**Exercise requirements:** Emit only the lines from the line containing "pin: the pink flower, one" through the last line of the entries, unchanged.

Object location annotation data:
☆ ☆ ☆ ☆

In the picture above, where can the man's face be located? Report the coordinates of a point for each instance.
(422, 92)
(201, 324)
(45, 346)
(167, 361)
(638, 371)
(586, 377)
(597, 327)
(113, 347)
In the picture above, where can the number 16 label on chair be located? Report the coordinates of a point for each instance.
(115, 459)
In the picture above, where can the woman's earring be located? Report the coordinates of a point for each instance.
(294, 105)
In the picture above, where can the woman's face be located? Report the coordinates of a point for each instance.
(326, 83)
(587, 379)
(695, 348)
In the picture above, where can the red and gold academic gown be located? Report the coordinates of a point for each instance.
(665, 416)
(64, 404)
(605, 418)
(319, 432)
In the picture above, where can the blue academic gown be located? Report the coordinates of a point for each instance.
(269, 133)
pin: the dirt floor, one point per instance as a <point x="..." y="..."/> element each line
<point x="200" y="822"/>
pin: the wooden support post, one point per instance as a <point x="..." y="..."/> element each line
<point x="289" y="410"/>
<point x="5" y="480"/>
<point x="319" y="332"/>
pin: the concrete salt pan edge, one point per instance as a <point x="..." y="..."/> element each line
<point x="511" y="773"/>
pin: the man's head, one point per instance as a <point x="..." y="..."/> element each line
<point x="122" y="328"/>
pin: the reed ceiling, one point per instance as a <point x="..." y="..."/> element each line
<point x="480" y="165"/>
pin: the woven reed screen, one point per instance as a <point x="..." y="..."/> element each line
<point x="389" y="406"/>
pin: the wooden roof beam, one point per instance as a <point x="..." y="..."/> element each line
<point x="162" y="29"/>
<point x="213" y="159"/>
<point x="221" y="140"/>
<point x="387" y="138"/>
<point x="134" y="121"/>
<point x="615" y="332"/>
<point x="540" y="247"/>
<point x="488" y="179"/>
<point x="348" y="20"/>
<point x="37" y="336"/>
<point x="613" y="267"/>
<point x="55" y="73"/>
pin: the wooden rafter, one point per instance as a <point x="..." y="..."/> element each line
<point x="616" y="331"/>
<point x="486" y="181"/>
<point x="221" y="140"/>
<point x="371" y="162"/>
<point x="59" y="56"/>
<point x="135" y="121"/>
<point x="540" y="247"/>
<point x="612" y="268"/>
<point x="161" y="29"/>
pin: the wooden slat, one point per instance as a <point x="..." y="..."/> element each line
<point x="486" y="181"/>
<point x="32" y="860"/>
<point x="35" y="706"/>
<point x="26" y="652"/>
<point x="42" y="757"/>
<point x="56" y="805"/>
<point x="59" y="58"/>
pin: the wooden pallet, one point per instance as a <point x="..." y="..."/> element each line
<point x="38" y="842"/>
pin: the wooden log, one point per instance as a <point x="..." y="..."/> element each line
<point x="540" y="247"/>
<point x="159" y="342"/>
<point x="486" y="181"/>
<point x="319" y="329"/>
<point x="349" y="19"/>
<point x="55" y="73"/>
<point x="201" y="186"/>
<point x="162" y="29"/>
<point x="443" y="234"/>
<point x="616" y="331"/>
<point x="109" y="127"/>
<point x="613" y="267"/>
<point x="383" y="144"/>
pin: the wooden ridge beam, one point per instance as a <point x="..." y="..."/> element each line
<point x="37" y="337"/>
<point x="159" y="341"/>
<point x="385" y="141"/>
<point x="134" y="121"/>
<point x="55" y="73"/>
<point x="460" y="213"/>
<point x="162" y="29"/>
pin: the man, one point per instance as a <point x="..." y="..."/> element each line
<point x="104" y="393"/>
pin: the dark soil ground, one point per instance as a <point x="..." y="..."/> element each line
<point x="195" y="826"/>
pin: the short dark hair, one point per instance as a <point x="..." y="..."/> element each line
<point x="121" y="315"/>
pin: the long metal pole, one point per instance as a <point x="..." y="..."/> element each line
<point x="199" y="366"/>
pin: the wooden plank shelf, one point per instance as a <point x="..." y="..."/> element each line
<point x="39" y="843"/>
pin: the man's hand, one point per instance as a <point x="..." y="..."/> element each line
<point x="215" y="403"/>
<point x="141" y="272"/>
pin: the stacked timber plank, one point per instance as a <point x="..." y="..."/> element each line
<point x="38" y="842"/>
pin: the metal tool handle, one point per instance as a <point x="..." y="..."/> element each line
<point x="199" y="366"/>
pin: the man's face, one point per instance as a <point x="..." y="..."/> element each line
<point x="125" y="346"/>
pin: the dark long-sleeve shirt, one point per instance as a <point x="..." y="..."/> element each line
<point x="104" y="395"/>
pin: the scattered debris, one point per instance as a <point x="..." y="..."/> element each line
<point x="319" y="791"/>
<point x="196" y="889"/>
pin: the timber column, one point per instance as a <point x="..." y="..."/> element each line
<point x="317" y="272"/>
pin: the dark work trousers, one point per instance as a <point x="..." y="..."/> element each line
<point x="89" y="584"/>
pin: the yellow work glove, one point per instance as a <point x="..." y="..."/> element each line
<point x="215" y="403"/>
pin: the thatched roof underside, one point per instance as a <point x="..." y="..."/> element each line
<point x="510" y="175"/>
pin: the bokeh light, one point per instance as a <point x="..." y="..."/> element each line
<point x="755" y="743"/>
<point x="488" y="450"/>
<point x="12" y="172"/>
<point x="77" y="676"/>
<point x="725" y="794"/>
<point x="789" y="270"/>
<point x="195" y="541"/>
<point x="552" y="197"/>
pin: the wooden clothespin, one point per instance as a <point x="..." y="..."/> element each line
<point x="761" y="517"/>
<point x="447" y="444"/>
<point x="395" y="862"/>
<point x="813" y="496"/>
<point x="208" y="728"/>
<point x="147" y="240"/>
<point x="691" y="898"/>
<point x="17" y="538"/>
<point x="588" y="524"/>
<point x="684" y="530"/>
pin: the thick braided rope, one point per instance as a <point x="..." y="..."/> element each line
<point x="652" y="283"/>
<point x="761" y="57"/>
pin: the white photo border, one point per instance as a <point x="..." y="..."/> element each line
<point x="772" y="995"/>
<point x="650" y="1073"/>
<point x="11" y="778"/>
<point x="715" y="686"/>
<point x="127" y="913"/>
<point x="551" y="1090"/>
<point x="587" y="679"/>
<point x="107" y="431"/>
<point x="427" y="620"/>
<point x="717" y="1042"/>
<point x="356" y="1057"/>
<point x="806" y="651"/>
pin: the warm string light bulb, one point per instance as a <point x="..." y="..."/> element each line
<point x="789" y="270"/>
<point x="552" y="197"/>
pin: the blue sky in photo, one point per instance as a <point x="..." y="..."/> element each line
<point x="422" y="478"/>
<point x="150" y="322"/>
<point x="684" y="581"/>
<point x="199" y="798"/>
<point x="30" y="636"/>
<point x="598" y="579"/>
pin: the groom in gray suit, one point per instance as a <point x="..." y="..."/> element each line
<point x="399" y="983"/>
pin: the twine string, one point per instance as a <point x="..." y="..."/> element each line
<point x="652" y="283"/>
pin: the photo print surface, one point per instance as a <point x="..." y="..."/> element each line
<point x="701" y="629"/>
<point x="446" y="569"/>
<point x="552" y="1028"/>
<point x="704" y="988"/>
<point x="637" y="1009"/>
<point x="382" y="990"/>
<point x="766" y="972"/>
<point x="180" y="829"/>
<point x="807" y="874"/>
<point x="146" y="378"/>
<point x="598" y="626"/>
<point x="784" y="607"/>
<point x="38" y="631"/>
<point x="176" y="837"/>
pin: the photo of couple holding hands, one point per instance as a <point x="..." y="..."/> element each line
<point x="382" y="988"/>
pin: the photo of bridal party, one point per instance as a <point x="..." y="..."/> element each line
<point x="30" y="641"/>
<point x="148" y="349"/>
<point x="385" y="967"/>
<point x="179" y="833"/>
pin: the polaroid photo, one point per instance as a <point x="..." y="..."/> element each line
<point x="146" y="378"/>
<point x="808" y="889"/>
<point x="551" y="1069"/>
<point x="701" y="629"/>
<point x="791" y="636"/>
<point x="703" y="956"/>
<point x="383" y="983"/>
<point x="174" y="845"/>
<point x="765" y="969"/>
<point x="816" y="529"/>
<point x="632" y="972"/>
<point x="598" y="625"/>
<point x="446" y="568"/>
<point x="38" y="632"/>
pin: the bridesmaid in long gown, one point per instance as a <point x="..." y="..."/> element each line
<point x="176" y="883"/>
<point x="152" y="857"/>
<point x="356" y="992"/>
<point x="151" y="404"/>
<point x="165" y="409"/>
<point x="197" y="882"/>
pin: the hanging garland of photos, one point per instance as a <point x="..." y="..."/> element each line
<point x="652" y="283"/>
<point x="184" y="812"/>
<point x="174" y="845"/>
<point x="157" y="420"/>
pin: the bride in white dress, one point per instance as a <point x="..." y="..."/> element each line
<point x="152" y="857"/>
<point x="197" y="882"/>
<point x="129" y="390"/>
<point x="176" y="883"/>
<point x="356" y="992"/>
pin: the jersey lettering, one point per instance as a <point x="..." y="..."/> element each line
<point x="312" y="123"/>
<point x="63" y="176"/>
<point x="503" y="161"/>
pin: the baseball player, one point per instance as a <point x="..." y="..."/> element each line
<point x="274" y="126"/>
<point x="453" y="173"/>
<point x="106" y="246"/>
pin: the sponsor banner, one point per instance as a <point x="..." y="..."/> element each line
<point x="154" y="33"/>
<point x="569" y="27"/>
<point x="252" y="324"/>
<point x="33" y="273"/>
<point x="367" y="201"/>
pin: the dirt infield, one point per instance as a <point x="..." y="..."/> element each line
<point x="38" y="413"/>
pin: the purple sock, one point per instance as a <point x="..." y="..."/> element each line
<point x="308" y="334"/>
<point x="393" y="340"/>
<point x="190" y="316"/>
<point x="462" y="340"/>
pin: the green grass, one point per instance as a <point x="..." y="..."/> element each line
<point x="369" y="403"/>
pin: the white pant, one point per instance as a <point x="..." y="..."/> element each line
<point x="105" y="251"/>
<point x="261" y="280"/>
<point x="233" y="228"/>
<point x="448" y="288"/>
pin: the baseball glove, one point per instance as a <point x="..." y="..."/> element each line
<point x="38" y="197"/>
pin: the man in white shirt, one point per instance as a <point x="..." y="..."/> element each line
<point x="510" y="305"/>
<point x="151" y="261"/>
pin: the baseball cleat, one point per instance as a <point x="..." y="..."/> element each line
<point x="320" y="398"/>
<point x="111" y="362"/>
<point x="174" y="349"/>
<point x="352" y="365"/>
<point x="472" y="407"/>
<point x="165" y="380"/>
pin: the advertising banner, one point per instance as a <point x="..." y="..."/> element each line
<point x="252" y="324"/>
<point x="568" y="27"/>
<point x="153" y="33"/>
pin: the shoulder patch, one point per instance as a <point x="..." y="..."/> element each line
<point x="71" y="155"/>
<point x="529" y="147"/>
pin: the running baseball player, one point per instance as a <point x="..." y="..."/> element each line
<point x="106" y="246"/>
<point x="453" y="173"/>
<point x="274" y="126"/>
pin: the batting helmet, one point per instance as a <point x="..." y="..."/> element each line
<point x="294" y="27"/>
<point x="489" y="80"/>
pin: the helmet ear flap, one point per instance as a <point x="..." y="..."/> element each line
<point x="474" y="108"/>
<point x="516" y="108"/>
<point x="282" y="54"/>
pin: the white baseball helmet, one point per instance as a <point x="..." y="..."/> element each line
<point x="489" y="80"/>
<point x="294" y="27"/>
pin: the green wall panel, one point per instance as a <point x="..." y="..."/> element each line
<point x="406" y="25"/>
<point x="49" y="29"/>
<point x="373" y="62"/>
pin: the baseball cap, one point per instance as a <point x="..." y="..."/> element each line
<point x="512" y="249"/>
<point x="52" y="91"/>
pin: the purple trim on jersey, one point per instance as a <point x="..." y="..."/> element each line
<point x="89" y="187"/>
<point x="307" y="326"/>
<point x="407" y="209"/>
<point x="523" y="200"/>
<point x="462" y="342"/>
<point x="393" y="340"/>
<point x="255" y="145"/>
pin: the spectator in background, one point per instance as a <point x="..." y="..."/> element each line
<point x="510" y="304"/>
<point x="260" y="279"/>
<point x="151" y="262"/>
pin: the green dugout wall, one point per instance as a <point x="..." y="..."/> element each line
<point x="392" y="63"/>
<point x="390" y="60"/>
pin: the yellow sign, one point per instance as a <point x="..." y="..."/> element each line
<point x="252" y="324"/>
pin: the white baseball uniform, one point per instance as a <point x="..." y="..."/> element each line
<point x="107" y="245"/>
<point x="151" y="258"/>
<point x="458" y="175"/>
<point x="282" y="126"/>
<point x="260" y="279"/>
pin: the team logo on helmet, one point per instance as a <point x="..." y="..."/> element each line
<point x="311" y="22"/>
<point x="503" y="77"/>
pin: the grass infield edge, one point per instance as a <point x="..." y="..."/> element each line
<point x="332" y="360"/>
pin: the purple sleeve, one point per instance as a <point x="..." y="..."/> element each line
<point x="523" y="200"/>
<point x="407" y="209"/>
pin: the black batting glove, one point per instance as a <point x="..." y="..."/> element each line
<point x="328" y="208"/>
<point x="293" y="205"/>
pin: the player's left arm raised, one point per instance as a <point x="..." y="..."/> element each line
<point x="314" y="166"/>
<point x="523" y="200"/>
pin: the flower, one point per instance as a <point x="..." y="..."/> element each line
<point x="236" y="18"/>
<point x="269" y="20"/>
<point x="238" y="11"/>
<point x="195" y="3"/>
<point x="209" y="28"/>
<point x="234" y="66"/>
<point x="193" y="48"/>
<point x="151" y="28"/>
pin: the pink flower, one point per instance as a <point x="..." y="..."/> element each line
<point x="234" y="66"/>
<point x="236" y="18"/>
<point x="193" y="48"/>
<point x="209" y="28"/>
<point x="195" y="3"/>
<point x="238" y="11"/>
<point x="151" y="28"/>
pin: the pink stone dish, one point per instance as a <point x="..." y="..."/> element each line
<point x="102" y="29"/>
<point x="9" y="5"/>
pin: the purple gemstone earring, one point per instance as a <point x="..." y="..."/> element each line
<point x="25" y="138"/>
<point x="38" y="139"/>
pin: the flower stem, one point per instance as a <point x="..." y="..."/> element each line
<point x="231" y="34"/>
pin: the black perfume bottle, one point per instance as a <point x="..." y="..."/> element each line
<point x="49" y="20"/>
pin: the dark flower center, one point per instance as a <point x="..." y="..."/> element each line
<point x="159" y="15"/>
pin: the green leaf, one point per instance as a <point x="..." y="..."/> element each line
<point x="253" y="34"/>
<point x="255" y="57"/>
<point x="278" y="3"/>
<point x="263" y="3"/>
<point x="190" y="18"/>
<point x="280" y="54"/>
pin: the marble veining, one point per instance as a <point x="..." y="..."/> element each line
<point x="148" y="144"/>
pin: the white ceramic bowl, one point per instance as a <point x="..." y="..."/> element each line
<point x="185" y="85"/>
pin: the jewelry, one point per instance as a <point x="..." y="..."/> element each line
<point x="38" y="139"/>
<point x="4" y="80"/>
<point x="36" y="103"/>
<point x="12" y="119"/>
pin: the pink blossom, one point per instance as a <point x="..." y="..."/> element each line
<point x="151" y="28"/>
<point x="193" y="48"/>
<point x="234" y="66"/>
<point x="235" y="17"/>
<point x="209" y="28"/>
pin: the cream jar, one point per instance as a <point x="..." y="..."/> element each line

☆ ☆ ☆ ☆

**Task output:**
pin: the pink flower, one point per instance as a <point x="..." y="..."/> element each line
<point x="234" y="66"/>
<point x="236" y="18"/>
<point x="193" y="48"/>
<point x="209" y="28"/>
<point x="195" y="3"/>
<point x="238" y="11"/>
<point x="151" y="28"/>
pin: the pink stone dish, one point per instance as a <point x="..." y="..."/> element each line
<point x="102" y="29"/>
<point x="9" y="5"/>
pin: the purple gemstone earring, one point per instance as a <point x="..." y="..."/> element each line
<point x="25" y="138"/>
<point x="38" y="139"/>
pin: the flower stem, one point per instance as a <point x="..." y="..."/> element each line
<point x="231" y="34"/>
pin: the black perfume bottle, one point per instance as a <point x="..." y="..."/> element each line
<point x="49" y="20"/>
pin: the dark flower center, one point per instance as a <point x="..." y="..."/> element each line
<point x="159" y="15"/>
pin: the green leaf, one point per instance as a <point x="..." y="..."/> element each line
<point x="253" y="34"/>
<point x="255" y="57"/>
<point x="278" y="3"/>
<point x="263" y="3"/>
<point x="190" y="18"/>
<point x="280" y="54"/>
pin: the marble veining, one point per instance as a <point x="..." y="..."/> element each line
<point x="148" y="144"/>
pin: the white ceramic bowl, one point per instance as a <point x="..." y="..."/> element each line
<point x="185" y="85"/>
pin: the jewelry, one point per instance as a <point x="..." y="..."/> element each line
<point x="38" y="139"/>
<point x="4" y="80"/>
<point x="36" y="103"/>
<point x="12" y="119"/>
pin: the pink blossom, one point per instance as a <point x="..." y="..."/> element each line
<point x="151" y="28"/>
<point x="193" y="48"/>
<point x="234" y="66"/>
<point x="235" y="17"/>
<point x="209" y="28"/>
pin: the cream jar, one point per instance as a <point x="..." y="..."/> element each line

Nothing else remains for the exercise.